__Data section__

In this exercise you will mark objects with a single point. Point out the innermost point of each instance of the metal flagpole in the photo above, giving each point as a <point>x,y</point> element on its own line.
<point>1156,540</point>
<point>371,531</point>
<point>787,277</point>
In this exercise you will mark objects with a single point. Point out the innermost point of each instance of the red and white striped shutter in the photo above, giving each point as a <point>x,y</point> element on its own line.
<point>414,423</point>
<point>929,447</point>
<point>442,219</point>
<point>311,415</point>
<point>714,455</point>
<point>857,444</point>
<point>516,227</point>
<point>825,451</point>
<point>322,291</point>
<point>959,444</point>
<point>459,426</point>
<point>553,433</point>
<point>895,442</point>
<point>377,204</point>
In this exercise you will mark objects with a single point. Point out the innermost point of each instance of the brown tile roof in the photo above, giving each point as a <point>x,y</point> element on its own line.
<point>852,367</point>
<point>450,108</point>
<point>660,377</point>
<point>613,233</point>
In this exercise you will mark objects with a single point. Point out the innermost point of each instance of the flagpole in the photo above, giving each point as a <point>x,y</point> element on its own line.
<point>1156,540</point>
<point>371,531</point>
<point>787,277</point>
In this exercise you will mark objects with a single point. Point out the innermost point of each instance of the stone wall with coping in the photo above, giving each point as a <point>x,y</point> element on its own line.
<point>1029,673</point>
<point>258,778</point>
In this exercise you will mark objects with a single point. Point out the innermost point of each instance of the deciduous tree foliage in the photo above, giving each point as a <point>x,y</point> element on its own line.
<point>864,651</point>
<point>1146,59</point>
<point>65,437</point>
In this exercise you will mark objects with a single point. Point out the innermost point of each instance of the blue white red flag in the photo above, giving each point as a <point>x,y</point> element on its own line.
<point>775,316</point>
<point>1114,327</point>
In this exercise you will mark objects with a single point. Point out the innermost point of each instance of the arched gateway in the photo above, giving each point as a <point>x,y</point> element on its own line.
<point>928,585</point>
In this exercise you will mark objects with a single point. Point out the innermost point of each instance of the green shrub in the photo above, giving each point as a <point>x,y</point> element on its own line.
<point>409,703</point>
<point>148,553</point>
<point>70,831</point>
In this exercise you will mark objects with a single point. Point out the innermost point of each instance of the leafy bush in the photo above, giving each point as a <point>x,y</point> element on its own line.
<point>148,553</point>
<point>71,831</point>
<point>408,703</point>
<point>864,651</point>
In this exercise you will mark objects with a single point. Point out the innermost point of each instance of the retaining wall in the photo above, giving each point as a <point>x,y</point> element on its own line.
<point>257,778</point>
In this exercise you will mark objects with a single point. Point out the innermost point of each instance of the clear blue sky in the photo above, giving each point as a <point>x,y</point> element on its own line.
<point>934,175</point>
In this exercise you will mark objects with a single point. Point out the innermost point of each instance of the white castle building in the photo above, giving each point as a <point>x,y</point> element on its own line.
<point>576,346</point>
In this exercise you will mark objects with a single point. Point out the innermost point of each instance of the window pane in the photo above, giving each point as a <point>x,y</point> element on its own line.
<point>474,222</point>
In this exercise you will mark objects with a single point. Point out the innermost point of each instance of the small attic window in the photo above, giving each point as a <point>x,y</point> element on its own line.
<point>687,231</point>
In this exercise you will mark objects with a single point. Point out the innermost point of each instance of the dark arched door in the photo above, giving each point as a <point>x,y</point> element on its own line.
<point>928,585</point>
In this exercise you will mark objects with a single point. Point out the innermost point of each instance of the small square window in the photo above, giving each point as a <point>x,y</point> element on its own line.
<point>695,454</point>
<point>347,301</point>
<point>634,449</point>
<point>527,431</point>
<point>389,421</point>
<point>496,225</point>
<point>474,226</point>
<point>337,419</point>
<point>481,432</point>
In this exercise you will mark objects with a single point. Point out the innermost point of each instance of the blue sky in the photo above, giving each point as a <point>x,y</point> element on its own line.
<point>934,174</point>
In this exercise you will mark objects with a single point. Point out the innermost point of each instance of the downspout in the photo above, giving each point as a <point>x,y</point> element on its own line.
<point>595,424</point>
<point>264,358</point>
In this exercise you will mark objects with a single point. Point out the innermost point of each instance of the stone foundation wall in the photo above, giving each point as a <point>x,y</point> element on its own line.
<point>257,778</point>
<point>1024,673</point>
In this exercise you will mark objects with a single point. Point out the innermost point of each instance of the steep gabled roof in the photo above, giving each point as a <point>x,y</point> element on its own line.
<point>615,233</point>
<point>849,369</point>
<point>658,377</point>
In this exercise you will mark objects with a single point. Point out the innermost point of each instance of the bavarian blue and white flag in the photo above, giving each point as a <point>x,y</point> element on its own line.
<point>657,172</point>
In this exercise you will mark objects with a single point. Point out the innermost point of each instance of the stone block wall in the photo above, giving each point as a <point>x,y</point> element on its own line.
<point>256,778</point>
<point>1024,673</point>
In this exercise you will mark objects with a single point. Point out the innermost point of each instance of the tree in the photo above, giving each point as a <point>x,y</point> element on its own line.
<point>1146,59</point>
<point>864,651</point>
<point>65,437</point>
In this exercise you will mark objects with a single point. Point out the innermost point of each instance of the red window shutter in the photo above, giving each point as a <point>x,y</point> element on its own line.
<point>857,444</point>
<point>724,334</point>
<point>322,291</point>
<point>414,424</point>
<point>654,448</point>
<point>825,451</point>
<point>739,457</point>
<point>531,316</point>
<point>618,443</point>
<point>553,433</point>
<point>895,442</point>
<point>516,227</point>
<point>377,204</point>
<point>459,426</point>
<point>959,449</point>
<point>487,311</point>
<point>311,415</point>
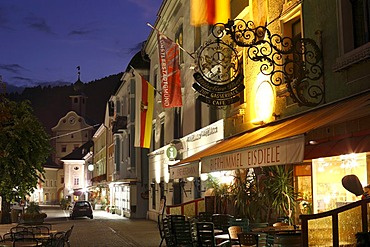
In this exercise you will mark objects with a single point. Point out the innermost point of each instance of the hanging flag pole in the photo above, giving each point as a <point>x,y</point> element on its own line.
<point>181,48</point>
<point>158,91</point>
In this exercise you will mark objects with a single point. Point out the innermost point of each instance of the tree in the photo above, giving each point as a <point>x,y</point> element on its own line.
<point>24,148</point>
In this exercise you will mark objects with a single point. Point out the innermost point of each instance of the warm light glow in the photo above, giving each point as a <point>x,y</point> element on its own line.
<point>203,176</point>
<point>157,171</point>
<point>327,173</point>
<point>166,174</point>
<point>90,167</point>
<point>264,101</point>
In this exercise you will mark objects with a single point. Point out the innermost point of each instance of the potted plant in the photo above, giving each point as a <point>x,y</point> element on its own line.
<point>33,214</point>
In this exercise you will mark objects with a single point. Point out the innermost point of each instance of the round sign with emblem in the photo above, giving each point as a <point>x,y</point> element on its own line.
<point>171,153</point>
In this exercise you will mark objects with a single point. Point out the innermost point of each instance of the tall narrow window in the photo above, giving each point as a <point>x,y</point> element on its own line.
<point>361,24</point>
<point>162,134</point>
<point>177,123</point>
<point>179,40</point>
<point>198,114</point>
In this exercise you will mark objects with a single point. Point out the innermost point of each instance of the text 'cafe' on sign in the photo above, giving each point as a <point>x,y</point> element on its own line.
<point>286,151</point>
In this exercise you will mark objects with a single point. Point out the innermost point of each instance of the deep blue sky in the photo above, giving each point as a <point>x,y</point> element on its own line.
<point>43,41</point>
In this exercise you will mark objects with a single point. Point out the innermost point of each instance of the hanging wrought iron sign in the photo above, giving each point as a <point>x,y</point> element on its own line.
<point>219,79</point>
<point>293,62</point>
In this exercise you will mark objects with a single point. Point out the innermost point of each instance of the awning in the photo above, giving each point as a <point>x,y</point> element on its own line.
<point>286,128</point>
<point>184,171</point>
<point>350,144</point>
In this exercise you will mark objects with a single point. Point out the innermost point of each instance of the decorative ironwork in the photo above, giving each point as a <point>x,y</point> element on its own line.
<point>218,78</point>
<point>289,61</point>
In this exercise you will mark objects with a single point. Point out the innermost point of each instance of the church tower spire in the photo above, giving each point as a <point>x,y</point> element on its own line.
<point>78,99</point>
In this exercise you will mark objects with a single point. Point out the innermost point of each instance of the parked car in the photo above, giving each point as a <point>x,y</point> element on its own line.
<point>81,209</point>
<point>16,206</point>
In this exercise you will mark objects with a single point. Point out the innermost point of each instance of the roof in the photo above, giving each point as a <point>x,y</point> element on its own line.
<point>79,153</point>
<point>289,127</point>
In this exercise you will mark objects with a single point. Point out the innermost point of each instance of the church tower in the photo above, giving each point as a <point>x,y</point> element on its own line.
<point>79,99</point>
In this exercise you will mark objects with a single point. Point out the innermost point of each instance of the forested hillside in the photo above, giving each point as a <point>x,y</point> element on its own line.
<point>52,103</point>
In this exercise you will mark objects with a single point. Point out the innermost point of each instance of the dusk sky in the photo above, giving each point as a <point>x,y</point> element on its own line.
<point>43,41</point>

__Your objective__
Print again the material above, limited to the lines from the one holding "of the dusk" through the last, inclusive.

__Result of the exercise__
In this exercise you will mark objects with a single point. Point out the innermost point of each instance of the dusk sky in the photo above, giving each point as a <point>x,y</point> element on its own line.
<point>43,41</point>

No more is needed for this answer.